### Aim of the task
Turn part of the data below into a JSON list of strings, one string for each line and no blank lines. Begin at the line that contains "in white shirt?" and stop after the line that contains "382L451 388L456 390L456".

BEGIN Dataset records

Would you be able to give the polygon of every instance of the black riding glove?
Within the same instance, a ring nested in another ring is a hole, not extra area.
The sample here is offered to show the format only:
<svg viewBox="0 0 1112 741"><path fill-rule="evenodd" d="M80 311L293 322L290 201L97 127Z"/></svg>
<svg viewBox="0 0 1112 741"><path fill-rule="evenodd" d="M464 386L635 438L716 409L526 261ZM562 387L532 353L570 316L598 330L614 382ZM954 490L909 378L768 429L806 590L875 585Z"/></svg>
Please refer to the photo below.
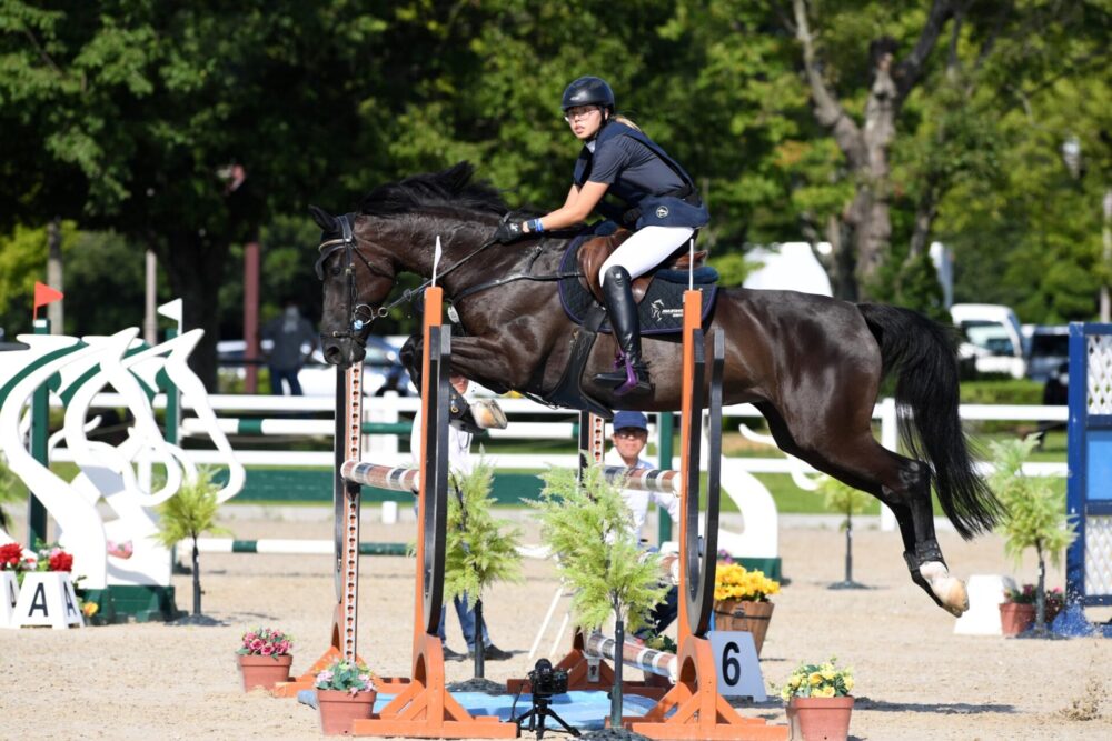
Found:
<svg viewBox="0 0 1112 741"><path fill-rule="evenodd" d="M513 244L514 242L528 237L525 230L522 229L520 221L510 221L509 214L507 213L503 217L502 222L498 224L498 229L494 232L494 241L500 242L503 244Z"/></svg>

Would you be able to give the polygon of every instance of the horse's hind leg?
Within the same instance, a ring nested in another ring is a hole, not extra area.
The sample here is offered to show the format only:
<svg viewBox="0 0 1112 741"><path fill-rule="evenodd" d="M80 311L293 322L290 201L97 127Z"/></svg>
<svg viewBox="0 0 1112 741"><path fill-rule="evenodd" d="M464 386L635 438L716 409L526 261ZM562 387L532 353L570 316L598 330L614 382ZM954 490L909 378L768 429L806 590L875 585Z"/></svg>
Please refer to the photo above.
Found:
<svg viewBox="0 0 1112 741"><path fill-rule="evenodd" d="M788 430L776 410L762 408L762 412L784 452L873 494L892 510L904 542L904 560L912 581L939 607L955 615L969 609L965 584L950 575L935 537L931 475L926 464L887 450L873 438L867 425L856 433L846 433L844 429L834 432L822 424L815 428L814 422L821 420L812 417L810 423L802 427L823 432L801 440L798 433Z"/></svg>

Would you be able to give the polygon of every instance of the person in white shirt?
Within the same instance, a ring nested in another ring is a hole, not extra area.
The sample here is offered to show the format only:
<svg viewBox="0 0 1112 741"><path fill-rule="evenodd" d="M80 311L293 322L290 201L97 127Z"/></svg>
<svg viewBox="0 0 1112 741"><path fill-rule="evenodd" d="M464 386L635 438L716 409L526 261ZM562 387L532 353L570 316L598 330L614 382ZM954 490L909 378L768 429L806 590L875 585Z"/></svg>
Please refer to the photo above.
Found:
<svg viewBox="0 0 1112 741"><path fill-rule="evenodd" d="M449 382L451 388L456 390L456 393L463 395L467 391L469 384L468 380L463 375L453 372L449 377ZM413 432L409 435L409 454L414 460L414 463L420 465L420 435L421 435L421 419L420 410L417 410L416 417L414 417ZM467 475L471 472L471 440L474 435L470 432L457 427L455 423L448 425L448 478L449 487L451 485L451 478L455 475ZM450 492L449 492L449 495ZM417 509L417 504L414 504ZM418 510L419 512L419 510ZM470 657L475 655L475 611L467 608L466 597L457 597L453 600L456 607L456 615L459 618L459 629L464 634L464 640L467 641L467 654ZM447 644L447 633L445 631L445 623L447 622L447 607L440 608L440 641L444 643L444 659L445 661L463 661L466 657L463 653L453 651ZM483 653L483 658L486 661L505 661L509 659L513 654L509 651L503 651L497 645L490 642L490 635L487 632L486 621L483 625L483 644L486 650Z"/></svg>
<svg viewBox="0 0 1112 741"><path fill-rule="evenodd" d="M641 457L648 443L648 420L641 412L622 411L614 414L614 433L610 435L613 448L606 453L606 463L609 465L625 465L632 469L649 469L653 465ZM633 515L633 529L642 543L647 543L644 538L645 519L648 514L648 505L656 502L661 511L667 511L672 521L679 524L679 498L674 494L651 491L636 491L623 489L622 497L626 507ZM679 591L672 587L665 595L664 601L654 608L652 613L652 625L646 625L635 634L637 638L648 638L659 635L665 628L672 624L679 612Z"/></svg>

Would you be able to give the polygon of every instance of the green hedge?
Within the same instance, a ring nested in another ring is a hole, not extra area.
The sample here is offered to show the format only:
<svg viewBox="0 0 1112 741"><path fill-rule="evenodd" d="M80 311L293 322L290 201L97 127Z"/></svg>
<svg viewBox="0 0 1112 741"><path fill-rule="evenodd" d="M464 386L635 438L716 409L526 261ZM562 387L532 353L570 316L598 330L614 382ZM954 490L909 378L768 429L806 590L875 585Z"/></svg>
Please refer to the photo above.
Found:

END Dataset records
BEGIN Dataset records

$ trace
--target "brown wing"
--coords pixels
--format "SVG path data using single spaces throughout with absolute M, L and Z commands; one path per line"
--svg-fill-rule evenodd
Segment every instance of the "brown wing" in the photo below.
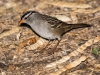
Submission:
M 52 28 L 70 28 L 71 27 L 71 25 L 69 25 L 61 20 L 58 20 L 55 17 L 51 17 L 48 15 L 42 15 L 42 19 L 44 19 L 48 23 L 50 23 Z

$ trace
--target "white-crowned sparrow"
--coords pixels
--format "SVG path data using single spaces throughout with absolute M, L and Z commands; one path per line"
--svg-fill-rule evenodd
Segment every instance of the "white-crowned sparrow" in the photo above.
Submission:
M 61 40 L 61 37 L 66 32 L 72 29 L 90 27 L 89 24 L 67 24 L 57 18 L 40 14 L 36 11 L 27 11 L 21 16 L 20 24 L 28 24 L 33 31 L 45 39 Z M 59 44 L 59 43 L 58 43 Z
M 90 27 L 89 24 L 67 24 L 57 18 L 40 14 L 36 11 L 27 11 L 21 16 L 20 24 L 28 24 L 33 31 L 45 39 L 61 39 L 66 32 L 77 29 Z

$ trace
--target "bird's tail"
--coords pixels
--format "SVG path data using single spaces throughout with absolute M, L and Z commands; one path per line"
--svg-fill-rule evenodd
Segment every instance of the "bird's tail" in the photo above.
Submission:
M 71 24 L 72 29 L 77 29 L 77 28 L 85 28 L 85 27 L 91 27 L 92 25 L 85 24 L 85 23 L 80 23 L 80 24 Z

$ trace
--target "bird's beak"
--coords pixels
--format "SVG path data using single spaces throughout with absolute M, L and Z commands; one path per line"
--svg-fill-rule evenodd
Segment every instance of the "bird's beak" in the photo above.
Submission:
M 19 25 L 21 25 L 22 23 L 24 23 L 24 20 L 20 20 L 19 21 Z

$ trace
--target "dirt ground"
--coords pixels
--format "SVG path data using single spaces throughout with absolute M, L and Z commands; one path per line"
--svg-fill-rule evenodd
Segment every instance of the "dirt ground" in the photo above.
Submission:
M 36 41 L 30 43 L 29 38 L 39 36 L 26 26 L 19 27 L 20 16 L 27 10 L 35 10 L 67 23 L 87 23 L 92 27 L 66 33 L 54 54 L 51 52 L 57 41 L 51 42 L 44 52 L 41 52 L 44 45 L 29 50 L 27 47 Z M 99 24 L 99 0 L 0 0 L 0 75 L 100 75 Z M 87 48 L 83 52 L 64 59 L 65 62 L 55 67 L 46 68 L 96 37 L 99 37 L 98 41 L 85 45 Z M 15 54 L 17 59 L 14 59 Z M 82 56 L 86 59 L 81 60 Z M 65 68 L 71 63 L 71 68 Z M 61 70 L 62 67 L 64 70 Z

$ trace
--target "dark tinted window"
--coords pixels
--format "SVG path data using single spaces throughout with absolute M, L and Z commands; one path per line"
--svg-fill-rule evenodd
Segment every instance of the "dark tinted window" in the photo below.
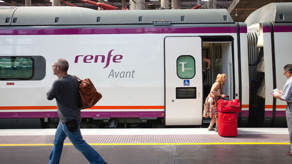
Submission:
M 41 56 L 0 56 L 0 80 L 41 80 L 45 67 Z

END Dataset records

### Full solution
[
  "Would you be able to give the polygon of every instance of the person in white shirt?",
  "Within the same instance, a ring nested in another ring is a hole, not extra area.",
  "The sample here is offered to show the format only:",
  "<svg viewBox=\"0 0 1112 741\"><path fill-rule=\"evenodd\" d=\"M80 311L293 322L290 201L97 127Z\"/></svg>",
  "<svg viewBox=\"0 0 1112 741\"><path fill-rule=\"evenodd\" d=\"M464 386L635 438L716 409L526 261ZM562 387L532 353L570 316L598 330L614 382ZM954 490L909 378L768 429L806 590L875 585Z\"/></svg>",
  "Please refer to the photo above.",
  "Found:",
  "<svg viewBox=\"0 0 1112 741\"><path fill-rule=\"evenodd\" d=\"M449 382L451 388L456 390L456 393L463 395L467 391L469 384L468 380L463 375L453 372L449 377ZM413 432L409 435L409 454L414 460L414 463L420 465L420 435L421 435L421 419L420 410L417 410L416 417L414 417ZM467 475L471 472L471 440L474 435L470 432L457 427L455 423L448 425L448 478L449 487L451 485L451 478L455 475ZM450 492L449 492L449 495ZM417 509L417 504L414 504ZM418 510L419 512L419 510ZM470 657L475 655L475 611L467 608L466 597L457 597L453 600L456 607L456 615L459 618L459 629L464 634L464 640L467 641L467 654ZM447 644L447 633L445 631L445 623L447 622L447 607L440 608L440 641L444 643L444 659L445 661L463 661L466 657L463 653L453 651ZM483 653L483 658L486 661L505 661L509 659L513 654L509 651L503 651L497 645L490 642L490 635L487 632L486 621L483 625L483 644L486 650Z\"/></svg>"
]